State how many lines in the entries below contain the word "concrete". Give only the number.

□ □ □ □

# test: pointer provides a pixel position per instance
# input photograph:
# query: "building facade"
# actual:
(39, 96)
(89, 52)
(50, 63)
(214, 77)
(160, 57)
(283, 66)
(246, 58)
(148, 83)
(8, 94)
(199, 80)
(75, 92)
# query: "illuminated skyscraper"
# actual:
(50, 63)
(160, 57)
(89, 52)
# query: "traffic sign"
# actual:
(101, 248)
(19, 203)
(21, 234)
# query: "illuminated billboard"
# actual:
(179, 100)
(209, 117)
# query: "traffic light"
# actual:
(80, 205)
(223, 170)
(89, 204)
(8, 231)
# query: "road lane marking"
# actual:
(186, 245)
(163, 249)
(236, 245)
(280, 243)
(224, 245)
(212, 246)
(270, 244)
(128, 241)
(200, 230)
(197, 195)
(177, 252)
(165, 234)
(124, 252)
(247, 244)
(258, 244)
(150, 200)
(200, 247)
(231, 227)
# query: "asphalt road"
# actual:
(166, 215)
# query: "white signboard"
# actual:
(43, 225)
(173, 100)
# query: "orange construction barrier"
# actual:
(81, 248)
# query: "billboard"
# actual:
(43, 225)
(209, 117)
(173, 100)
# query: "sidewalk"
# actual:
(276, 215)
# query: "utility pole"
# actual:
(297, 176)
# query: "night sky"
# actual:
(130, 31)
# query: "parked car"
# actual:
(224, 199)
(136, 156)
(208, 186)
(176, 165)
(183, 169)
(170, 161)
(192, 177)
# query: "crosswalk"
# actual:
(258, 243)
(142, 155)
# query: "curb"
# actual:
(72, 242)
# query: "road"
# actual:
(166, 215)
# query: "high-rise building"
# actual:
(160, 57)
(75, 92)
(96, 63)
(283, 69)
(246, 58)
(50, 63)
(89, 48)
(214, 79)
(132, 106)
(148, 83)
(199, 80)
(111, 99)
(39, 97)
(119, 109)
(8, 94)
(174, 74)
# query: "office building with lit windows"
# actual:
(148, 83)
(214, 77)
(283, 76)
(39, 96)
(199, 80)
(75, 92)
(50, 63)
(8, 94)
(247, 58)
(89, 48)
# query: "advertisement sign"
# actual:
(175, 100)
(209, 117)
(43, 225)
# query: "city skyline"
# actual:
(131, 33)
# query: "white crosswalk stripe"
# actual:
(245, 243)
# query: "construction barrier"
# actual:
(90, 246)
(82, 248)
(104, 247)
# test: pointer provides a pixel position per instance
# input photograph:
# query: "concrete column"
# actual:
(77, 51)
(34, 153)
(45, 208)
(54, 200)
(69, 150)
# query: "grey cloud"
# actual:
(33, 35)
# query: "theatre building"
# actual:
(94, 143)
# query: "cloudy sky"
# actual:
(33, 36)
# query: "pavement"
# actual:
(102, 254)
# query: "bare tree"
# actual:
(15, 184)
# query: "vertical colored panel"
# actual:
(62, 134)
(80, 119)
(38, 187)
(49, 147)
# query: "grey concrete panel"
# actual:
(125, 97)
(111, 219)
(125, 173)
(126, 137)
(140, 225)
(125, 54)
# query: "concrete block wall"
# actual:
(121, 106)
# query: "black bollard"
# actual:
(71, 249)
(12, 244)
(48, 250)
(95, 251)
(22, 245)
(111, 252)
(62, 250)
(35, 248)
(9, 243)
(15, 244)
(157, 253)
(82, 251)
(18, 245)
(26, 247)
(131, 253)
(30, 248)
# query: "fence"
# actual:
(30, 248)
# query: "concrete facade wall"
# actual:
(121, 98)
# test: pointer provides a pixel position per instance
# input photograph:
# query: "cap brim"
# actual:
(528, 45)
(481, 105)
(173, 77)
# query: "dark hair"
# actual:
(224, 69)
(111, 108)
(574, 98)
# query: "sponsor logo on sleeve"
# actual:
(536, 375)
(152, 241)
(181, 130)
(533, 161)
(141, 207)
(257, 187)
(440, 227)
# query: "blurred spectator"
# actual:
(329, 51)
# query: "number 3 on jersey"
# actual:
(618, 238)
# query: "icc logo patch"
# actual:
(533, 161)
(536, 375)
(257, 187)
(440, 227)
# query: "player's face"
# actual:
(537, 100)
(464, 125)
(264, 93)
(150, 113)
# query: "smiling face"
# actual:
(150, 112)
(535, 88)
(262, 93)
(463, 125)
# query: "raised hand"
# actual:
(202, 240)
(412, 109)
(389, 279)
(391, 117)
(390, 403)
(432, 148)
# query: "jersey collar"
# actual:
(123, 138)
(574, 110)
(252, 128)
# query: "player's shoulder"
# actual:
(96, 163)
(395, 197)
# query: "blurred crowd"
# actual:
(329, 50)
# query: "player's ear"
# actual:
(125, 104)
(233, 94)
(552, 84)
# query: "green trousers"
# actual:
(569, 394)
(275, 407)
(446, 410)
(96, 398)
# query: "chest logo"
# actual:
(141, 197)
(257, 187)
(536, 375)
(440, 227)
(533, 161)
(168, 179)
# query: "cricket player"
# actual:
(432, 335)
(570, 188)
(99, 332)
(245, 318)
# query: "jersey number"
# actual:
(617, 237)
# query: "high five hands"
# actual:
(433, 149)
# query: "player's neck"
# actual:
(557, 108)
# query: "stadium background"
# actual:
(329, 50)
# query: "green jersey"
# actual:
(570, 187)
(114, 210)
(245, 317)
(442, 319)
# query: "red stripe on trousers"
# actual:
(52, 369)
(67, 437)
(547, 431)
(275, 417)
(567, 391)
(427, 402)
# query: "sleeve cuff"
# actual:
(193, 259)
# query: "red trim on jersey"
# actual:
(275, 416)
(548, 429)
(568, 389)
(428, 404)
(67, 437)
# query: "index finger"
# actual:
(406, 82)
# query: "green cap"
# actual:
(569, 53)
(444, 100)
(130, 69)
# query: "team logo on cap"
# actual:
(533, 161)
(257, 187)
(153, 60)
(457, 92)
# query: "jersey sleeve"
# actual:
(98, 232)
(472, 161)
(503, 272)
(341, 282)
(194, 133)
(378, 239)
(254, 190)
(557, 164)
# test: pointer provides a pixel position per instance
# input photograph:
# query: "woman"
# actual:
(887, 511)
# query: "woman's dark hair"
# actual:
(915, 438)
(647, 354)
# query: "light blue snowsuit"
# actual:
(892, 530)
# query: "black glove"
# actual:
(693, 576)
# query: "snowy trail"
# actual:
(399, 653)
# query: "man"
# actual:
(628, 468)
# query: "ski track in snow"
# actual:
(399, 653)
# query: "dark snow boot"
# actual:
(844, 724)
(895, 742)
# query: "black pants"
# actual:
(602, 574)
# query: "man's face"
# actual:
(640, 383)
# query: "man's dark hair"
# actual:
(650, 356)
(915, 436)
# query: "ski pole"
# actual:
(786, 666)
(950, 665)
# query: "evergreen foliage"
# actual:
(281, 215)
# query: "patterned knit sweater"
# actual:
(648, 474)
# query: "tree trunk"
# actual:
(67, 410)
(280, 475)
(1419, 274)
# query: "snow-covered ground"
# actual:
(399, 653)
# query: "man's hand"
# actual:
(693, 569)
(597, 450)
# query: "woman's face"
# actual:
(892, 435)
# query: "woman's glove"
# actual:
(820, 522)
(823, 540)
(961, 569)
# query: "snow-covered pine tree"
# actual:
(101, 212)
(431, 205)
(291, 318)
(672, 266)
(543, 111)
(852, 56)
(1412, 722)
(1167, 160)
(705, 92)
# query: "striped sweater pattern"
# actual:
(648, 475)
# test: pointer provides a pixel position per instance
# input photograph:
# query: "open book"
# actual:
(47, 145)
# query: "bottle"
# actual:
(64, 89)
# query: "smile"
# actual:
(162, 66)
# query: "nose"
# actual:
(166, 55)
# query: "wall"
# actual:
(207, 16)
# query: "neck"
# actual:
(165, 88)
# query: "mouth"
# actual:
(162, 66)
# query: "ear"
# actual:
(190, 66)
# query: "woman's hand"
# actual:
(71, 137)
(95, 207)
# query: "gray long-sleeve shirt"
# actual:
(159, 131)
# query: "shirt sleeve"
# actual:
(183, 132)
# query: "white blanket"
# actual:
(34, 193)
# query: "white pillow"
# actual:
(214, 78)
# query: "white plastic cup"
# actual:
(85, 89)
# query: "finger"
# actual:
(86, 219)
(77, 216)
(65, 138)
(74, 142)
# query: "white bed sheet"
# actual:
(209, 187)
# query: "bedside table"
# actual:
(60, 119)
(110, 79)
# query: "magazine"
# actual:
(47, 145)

□ □ □ □

- [Full output]
4